-- Challenge --
Arrange the part of the data that opens with the line containing "of the mint" and closes with the line containing "pixel 317 288" as a Markdown table with the columns No. and Text. Give each line its own numbered row and leave out any blank lines.

-- Excerpts of location labeling data --
------------

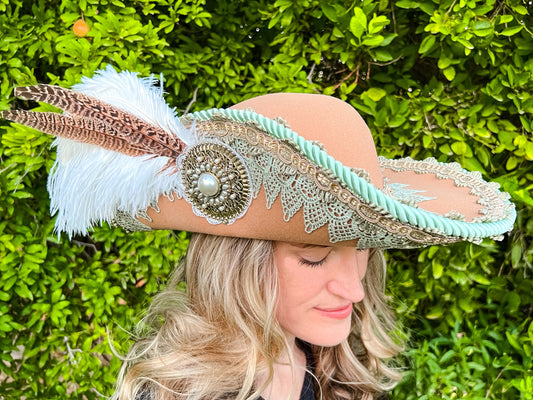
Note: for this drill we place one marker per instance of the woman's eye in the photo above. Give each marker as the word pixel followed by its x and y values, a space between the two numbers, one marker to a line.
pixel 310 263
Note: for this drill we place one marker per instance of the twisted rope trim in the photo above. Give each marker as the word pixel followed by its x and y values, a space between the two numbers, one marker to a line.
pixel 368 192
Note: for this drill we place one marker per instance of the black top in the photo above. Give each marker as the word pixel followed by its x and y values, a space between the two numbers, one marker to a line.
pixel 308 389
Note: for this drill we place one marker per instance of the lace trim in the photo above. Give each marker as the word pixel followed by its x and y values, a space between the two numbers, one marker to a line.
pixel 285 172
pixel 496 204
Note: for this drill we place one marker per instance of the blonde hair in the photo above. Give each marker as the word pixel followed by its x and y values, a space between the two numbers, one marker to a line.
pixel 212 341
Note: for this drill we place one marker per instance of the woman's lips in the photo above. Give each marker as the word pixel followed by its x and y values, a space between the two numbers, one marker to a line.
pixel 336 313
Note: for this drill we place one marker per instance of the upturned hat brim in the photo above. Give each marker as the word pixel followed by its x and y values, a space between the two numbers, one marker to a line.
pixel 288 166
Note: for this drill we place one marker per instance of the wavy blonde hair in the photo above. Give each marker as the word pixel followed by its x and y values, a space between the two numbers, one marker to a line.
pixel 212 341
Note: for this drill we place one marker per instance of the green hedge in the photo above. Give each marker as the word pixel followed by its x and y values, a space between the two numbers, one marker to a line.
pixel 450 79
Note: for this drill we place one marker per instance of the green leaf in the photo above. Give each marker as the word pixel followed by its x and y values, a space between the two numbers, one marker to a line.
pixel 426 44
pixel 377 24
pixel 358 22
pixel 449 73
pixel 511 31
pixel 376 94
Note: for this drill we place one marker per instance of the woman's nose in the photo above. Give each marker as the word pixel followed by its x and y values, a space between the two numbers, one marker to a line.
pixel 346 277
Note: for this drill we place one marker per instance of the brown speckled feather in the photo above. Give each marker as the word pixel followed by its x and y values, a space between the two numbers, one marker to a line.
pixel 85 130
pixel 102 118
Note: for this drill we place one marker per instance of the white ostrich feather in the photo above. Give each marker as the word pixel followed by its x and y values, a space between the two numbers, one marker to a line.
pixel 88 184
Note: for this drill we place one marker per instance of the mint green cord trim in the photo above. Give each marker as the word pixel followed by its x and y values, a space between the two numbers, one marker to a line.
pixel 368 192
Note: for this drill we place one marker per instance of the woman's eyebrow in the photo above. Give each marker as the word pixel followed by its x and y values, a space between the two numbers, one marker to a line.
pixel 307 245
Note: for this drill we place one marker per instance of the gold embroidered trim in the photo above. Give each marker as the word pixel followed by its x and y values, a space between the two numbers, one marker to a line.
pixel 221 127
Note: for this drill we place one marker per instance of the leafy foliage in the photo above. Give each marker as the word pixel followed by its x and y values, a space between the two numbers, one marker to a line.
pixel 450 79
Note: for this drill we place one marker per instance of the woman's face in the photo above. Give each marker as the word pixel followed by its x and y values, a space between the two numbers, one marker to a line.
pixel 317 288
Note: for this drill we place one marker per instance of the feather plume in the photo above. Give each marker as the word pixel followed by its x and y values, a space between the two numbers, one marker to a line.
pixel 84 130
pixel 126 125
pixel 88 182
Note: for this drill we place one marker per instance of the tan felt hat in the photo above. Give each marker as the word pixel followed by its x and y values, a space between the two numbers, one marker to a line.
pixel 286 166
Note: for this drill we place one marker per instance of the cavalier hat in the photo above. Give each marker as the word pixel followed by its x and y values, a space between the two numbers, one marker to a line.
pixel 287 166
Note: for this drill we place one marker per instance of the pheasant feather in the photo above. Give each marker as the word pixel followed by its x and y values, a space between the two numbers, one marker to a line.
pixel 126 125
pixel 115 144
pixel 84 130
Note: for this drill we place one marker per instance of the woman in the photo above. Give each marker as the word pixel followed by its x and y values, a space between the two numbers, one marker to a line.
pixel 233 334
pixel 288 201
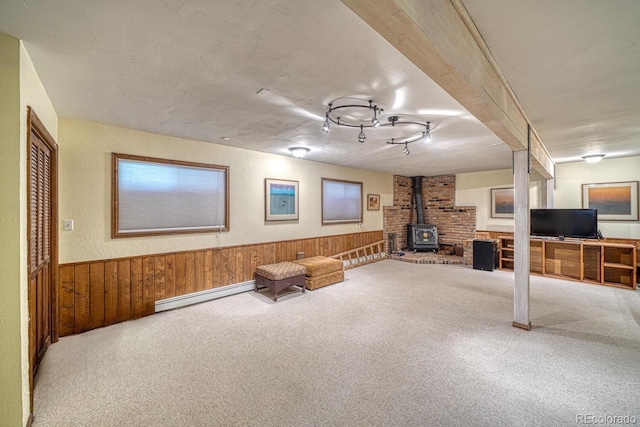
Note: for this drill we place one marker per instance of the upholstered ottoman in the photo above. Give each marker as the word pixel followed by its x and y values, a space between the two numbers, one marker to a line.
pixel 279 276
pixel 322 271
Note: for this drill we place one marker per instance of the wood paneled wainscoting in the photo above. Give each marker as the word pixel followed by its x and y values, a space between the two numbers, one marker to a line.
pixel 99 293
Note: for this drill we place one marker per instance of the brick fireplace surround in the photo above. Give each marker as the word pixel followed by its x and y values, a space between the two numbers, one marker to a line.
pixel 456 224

------------

-- Solution for this exercise --
| No. | Text |
|---|---|
| 1 | Note: for this drill we place one marker per instance of the mint green cord trim in the photo above. Give each marker as the word pixel followed by its x and y values, a space between the two numbers, one marker to a line. |
| 2 | pixel 368 192 |
| 3 | Note: for this drill we place one marker per instance of the woman's eyebrow in the photo above. Give each marker as the word pixel followed by its x and y values, a space between the two numbers, one marker to a line. |
| 4 | pixel 307 245 |
| 5 | Note: for this drill we place one marker per instance of the gold embroidered trim in the photo above. Give each marker as the word pixel followed by its x and y values, a space between the two numbers, one marker to a line. |
| 6 | pixel 221 127 |
| 7 | Note: for this drill we place one marker per instance of the leafy foliage in the photo above. Give each marker as the word pixel followed by its x and y values, a space between the two numbers, one marker to a line. |
| 8 | pixel 450 79 |
| 9 | Note: for this drill we place one marker per instance of the woman's face in the photo above. Give each marker as the word pixel followed by its x and y values, a space between the two numbers, one marker to a line. |
| 10 | pixel 317 288 |